Work request:
In the entries below, find the string "vegetable" and return each line holding it.

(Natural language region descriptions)
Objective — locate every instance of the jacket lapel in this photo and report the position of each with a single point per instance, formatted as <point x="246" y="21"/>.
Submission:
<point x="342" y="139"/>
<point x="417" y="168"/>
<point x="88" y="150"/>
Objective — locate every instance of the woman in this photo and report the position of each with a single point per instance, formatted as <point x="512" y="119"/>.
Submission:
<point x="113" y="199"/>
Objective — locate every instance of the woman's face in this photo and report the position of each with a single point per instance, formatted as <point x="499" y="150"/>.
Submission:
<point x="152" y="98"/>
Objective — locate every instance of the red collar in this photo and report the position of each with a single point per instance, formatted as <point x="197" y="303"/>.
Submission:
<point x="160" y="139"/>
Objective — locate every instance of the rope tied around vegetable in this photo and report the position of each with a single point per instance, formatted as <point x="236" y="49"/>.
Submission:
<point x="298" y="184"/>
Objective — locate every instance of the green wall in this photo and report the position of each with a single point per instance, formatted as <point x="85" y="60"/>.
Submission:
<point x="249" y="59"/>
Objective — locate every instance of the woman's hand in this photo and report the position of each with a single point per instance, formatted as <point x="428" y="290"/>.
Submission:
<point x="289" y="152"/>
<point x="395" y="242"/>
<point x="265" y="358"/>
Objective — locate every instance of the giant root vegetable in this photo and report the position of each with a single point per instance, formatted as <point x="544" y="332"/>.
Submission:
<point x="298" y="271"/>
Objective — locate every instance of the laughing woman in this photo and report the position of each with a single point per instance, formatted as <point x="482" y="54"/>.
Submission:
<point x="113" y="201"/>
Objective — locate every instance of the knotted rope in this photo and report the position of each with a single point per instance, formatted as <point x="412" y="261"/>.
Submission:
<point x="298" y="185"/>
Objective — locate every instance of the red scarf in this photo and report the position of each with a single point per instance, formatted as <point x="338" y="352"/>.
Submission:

Result of the exercise:
Objective — locate every instance of the rope tied around vegetable in this photo and report the position of each with a single point per instance, formatted as <point x="236" y="49"/>.
Objective — locate every instance of the giant root vegetable in this photo and report the position of each with a single point per instance, formatted as <point x="544" y="332"/>.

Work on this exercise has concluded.